AIM OF THE TASK – In the data below, find the line containing "of the purple"; reproduce that line and all subsequent lines exactly, and nothing else.
--- start ---
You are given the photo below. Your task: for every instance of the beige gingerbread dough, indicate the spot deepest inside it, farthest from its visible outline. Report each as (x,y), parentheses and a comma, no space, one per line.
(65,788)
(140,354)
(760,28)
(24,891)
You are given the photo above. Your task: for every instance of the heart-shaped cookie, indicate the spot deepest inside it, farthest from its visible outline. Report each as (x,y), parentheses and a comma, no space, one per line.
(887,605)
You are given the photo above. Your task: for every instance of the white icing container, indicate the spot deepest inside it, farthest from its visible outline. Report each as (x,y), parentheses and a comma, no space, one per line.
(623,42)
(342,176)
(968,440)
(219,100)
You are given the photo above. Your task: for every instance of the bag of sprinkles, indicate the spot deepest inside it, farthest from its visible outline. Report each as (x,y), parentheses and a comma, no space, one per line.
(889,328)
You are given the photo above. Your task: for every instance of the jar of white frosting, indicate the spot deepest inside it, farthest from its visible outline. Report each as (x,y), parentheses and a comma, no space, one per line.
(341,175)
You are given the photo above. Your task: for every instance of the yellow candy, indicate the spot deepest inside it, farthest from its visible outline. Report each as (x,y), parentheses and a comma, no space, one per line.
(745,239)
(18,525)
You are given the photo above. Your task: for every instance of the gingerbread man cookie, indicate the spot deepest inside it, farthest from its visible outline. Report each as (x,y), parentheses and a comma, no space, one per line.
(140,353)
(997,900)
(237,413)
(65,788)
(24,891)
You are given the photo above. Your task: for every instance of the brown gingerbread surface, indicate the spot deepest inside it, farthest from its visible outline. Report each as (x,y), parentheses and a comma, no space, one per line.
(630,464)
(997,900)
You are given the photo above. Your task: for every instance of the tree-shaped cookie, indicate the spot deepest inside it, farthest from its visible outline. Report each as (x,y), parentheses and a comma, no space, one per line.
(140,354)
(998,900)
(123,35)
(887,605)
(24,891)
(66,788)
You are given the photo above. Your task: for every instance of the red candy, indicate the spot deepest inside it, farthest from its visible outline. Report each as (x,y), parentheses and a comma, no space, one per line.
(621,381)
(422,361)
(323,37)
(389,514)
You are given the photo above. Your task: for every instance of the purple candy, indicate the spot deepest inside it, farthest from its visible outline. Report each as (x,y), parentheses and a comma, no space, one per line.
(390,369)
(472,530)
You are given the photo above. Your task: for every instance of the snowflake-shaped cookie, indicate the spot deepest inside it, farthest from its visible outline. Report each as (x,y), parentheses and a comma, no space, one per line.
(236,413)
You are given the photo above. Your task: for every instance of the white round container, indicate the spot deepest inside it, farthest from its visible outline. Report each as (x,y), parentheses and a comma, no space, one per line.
--- end ---
SOLUTION BELOW –
You are given the photo above. Your task: for every instance of the purple candy, indicate the spot deepest inside it, farthest from its visible outline. Report each as (x,y), parentheses and a comma, no space, one per line.
(390,369)
(472,530)
You are given the photo above. Your task: for every instance of the snowflake-shaped cookie, indicate the spot deepest inside it, farthest from its visible outline. Report each as (x,y), parentheses and a comma, no space, one per line.
(236,413)
You are given the photo above. Your task: for every instance of the white round container, indicate the spot deepest inside it, farthest from its visible outline. Report each as (x,y), parentheses and a comma, no space, one per line.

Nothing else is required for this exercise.